_DIRECTIONS_
How many lines in the entries below contain the word "boat"? Reply with the number alone.

* Begin RECORDS PROVIDED *

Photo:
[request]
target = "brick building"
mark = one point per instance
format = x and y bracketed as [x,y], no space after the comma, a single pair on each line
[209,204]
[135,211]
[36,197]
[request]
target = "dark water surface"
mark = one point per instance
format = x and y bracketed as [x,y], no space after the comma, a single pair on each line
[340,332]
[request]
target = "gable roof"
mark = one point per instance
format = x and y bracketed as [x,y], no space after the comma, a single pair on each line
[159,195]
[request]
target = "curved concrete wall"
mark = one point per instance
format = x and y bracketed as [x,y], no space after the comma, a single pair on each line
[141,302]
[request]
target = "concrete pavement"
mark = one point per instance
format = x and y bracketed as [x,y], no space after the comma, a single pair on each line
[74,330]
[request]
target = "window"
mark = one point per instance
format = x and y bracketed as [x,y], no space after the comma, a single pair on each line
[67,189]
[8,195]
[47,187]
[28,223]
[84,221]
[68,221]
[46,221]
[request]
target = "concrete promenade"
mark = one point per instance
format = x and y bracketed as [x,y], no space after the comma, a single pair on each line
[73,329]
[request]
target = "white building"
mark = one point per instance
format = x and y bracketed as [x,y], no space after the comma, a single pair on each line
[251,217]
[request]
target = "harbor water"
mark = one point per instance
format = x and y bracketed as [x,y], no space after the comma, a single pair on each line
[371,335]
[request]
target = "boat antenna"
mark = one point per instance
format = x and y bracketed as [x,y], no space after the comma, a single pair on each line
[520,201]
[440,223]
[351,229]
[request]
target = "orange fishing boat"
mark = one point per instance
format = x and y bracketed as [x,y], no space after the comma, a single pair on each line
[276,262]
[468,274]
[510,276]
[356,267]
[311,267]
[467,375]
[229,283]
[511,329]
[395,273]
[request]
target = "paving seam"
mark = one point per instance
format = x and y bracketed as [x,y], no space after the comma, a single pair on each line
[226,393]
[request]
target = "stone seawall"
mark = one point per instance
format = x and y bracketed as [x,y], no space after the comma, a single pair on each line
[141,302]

* End RECORDS PROVIDED *

_REPLY TO THE EXERCISE_
2